Collected data →
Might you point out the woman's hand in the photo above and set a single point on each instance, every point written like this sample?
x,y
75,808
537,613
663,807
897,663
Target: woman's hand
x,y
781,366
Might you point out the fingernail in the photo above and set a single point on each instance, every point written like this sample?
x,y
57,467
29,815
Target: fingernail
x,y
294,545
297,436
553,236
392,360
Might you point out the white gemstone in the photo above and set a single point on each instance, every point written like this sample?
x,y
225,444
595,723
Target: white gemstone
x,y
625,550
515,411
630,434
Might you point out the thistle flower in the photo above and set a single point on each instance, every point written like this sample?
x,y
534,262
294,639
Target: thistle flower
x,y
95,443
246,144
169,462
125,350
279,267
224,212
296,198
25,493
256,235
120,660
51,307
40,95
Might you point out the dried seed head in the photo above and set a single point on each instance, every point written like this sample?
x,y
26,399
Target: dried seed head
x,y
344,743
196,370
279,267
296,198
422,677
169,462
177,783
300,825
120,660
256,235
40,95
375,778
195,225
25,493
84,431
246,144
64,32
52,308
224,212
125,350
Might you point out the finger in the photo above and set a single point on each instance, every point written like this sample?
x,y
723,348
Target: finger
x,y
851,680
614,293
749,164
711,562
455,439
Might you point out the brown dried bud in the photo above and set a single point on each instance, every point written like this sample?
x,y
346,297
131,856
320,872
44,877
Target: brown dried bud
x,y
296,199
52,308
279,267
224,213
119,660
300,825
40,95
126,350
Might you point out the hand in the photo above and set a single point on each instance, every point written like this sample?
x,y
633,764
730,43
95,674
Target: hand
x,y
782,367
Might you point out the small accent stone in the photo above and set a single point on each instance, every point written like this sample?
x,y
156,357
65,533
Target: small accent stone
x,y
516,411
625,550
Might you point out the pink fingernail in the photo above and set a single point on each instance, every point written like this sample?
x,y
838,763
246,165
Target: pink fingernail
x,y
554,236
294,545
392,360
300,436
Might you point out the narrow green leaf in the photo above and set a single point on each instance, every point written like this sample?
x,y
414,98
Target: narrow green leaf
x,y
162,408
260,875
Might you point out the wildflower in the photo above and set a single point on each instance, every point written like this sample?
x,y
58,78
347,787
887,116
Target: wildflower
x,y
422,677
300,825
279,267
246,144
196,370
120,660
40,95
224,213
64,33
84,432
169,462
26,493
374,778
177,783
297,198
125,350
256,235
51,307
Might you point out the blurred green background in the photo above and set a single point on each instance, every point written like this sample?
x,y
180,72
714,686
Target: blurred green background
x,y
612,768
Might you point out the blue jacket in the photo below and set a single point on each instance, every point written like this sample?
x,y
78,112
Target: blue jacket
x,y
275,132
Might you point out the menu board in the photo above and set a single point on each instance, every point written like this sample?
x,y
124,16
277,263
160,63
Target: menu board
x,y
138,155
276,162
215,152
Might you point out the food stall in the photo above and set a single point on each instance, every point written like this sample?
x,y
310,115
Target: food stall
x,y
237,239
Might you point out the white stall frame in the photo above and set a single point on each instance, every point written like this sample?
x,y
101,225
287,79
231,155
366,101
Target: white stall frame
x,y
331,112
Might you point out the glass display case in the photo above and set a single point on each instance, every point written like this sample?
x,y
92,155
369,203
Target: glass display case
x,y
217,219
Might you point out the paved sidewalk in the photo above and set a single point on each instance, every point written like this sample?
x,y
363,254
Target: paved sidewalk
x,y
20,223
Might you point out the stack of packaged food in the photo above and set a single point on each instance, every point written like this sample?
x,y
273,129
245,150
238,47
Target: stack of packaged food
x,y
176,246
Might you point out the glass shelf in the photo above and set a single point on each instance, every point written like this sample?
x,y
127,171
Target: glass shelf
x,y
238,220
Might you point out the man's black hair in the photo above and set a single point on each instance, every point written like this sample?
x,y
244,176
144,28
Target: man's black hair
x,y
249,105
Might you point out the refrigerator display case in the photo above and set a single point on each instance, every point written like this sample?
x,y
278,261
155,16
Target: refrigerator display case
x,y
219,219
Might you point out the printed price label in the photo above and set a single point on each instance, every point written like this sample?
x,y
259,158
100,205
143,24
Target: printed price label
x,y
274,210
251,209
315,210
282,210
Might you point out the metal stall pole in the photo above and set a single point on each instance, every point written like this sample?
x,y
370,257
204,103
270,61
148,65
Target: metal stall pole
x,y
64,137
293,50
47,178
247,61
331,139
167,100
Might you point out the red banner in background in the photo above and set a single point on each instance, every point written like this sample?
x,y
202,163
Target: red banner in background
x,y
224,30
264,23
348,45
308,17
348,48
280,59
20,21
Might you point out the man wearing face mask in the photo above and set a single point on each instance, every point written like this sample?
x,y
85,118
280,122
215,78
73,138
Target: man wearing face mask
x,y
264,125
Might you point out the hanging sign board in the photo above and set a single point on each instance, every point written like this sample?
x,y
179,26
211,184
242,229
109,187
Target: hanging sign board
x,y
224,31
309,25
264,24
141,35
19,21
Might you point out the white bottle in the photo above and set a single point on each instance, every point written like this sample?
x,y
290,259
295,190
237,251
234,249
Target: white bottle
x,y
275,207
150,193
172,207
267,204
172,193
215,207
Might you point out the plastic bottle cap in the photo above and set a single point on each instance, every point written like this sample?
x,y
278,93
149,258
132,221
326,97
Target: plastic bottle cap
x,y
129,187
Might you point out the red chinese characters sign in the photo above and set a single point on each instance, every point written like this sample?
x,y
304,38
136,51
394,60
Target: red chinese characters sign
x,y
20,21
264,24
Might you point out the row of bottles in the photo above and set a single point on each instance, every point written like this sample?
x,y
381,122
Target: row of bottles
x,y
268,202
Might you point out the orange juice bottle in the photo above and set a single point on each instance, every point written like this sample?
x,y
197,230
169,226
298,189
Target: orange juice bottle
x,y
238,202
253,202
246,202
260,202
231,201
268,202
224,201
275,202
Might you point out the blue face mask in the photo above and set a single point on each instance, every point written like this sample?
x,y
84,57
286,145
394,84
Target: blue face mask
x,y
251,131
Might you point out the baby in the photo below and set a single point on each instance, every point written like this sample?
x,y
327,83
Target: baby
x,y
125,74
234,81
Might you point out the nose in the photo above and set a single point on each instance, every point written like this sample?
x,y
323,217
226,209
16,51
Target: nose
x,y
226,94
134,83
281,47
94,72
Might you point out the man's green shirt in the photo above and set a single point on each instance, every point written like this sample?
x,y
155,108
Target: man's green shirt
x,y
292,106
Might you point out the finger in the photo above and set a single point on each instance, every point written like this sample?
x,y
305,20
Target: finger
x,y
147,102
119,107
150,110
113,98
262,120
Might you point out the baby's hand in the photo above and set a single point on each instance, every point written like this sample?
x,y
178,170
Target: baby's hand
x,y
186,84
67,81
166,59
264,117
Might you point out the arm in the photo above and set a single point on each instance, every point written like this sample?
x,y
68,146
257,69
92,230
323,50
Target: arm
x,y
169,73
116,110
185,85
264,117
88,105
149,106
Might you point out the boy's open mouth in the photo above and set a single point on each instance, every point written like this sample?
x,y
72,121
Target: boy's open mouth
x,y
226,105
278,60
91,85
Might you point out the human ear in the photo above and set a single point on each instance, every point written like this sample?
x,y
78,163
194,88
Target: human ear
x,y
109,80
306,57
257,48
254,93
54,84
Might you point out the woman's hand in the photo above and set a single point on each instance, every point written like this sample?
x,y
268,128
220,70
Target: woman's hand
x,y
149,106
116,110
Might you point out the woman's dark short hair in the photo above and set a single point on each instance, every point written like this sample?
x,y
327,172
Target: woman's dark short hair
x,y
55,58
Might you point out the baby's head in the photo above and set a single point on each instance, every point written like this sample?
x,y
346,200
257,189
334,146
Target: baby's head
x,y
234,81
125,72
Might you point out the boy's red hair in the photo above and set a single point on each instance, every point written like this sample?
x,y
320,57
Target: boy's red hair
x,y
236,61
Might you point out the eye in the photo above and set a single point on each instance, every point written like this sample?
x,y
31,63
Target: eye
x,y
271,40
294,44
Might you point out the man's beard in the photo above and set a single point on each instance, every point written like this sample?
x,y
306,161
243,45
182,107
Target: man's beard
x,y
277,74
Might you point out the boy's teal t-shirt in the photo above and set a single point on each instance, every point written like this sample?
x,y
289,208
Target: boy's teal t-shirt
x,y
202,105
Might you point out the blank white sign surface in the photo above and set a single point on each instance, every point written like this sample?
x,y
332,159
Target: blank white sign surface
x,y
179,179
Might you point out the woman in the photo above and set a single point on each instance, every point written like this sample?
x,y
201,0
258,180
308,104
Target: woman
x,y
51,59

Required action →
Copy, without any change, the run of lines from the one with "Might you point out the woman's dark" through the end of the entries above.

Solution for this task →
Might you point out the woman's dark short hair in the photo above and set a single point on each instance, every point written like this sample?
x,y
327,172
Target: woman's dark short hair
x,y
55,58
Might you point out the baby's head in the photo above and set a single point on each instance, every point written like this sample?
x,y
346,200
257,189
334,146
Target: baby's head
x,y
234,81
125,72
Might you point out the boy's red hair in the photo above and set a single point on each instance, every point written like this sample?
x,y
320,57
Target: boy's red hair
x,y
236,61
Might you point out the eye in the photo above and set a single point on each instance, every point written like this sample?
x,y
31,63
Target: eye
x,y
271,40
294,44
Might you point out the man's beard in the photo above and set a single point on each instance, every point written like this sample?
x,y
306,161
243,45
182,107
Target: man's beard
x,y
277,74
Might you point out the boy's teal t-shirt in the photo above and set a single point on each instance, every point written like this sample?
x,y
289,208
Target: boy's teal t-shirt
x,y
202,105
Might you point out the blank white sign surface in the photo above and set a single point on each instance, every point written like this sample?
x,y
332,159
Target: blank white sign surface
x,y
179,179
Might you point out the woman in the photo above and set a single point on each instance, every point written like this sample?
x,y
201,0
258,180
308,104
Target: woman
x,y
51,59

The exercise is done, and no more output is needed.